Referring expression data:
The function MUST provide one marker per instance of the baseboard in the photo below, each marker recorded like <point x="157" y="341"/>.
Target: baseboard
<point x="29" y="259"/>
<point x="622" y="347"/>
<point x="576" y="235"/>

**Task instructions:**
Exactly as they appear, restate all of the entries.

**Exercise output:**
The function MUST provide one marker per instance of the baseboard in the photo below, each marker recorded like <point x="157" y="341"/>.
Target: baseboard
<point x="29" y="259"/>
<point x="622" y="347"/>
<point x="576" y="235"/>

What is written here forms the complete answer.